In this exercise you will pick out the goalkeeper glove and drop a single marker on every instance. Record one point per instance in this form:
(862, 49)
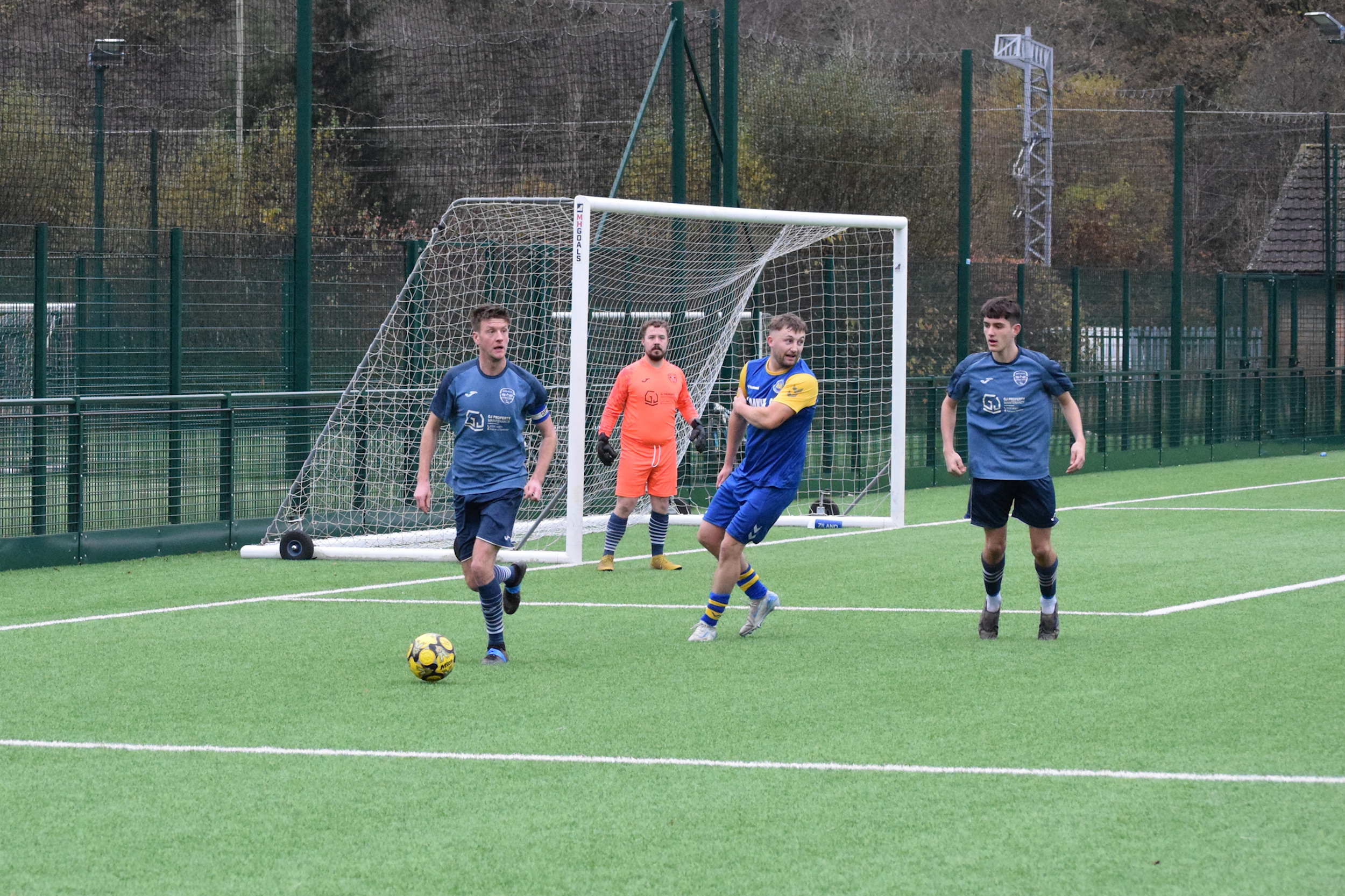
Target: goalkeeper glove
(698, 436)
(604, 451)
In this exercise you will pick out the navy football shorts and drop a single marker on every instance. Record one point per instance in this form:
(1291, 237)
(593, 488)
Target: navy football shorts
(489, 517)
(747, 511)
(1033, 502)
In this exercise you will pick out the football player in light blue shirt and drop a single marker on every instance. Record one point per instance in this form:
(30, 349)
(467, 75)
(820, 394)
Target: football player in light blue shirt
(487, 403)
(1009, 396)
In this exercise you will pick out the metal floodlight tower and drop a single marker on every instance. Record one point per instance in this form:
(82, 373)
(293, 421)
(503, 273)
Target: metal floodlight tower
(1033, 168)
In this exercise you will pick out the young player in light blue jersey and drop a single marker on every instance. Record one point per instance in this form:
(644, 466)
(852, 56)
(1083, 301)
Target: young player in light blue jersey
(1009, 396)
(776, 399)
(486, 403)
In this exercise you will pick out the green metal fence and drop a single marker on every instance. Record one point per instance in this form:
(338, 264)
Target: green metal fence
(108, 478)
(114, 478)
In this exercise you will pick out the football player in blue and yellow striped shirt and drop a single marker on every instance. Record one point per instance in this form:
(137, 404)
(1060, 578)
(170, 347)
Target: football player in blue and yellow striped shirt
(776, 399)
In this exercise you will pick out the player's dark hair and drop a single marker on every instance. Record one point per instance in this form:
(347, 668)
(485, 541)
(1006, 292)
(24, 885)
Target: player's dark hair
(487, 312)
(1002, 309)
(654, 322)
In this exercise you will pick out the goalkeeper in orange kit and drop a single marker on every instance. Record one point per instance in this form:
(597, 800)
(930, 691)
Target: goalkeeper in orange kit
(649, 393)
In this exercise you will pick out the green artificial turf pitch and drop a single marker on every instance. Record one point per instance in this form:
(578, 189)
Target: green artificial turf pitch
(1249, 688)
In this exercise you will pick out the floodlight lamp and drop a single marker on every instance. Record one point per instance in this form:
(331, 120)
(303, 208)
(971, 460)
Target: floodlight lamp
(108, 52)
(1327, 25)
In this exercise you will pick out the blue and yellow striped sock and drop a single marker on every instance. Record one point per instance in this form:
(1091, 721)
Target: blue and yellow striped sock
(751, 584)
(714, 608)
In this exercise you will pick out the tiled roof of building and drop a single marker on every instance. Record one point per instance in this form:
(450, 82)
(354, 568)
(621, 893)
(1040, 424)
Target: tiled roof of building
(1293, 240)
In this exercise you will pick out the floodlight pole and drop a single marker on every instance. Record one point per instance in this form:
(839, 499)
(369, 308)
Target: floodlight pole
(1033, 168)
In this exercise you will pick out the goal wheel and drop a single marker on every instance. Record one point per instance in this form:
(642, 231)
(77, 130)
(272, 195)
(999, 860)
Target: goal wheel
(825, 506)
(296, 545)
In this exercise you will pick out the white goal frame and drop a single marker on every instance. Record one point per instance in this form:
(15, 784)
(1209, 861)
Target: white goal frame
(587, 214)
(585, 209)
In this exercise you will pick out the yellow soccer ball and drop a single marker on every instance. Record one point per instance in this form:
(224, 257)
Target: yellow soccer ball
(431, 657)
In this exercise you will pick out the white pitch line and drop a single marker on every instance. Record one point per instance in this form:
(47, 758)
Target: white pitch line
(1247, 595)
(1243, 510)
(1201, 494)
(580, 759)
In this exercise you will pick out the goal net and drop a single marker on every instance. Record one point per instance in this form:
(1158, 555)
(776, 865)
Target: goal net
========================================
WRITTEN TASK:
Give back the entries verbatim. Do not include any picture.

RESPONSE:
In this exercise you will pick out the goalkeeper glove and drop a single marker on every instance. Record one point per instance in this form:
(862, 49)
Target: goalkeeper glove
(698, 436)
(604, 451)
In this exercise you will pick out the navy football shorts and drop a single marker on every instance. Record one point per instance in this form:
(1291, 237)
(593, 488)
Target: navy football shorts
(489, 517)
(747, 511)
(1033, 502)
In this exercise you will pick out the football player in light blue shirt and drop a single marker on every instance. Record one point per instance in this form:
(30, 349)
(467, 75)
(820, 394)
Target: football player in light blue shirt
(487, 403)
(1009, 396)
In this exercise you will pick out the metal floodlight tower and drop a single marker on every instance. Record one point per instance in this form:
(82, 373)
(293, 421)
(503, 273)
Target: metal floodlight tower
(1033, 168)
In this exercise you will pick out the young player in light blue jersey and drop a single marker on every instance. Record one point per instance in this form:
(644, 466)
(852, 56)
(1083, 301)
Target: young player in light blue jersey
(1009, 396)
(776, 399)
(486, 403)
In this exercise you will pick out the green metal fence and drop a single marker on every instance. Record one point per instance in this form:
(338, 264)
Target: green metal fence
(108, 478)
(114, 478)
In this exercise you will pick out the football player in blue and yellow striped shirt and drop a single marker on every instance. Record one point per instance in this form:
(137, 404)
(1060, 578)
(170, 347)
Target: football player in blue and yellow striped shirt
(776, 399)
In this exercise you will pick out the player's dark hair and drop a single marker on every instance. Record one point per instance in this form:
(347, 668)
(485, 541)
(1006, 292)
(24, 885)
Target: player's dark hair
(487, 312)
(1002, 309)
(654, 322)
In this exercise you will pick out the goalkeeper in orange kit and drop a single marker on every instance. Record one point per instance in this form:
(597, 800)
(930, 691)
Target: goalkeeper in orange kit
(649, 393)
In this exercise you will pick out the green artificial turf pitch and drop a single marker on every instance. Record one point per instance in this form:
(578, 189)
Target: green artificial turf pitch
(1249, 688)
In this exercise you will pick out the floodlight lamp and drop a single marker on every instance. Record one point per instance in this form:
(331, 120)
(303, 208)
(971, 460)
Target: floodlight lamp
(108, 52)
(1327, 25)
In this exercise you will pick out the blue and yellow striped sock and drop a single marker on every instance. Record one point per instance in this form:
(1091, 721)
Target: blue and yellow striped sock
(751, 584)
(714, 608)
In this exercise you will pick out the tiled roof of building and drop a single marker on every instance. Record one point per instance in this form:
(450, 82)
(354, 568)
(621, 893)
(1040, 424)
Target: tiled roof of building
(1293, 240)
In this exercise you will pick out the floodlight pole and drop a single marker on every instance. Record one point per instance in this form:
(839, 499)
(369, 308)
Target: floodlight pole
(1033, 168)
In this exercise you will pick out the goal wheel and drop a single marker on every instance. Record one point per instance in this form:
(642, 231)
(77, 130)
(272, 195)
(999, 860)
Target: goal wheel
(825, 506)
(296, 545)
In this exercise you will pick out the white goal frame and drop a single marker on every instance. Record one point per instance in this form:
(15, 784)
(1209, 861)
Target: white goal frame
(587, 214)
(585, 209)
In this exercise you will pick out the yellow soccer ball and drop a single marker on every instance. Record one point per instance in this form:
(224, 257)
Target: yellow soccer ball
(431, 657)
In this exercise you will pick out the white pitch line and drop a single marker on every instance. Record one point per instance in this form:
(47, 758)
Target: white pitch line
(1247, 595)
(1243, 510)
(1201, 494)
(580, 759)
In this exercise you will pick out the goal net and drop a single marker on every instance. Record one point per instance in this form:
(1158, 555)
(776, 865)
Target: goal net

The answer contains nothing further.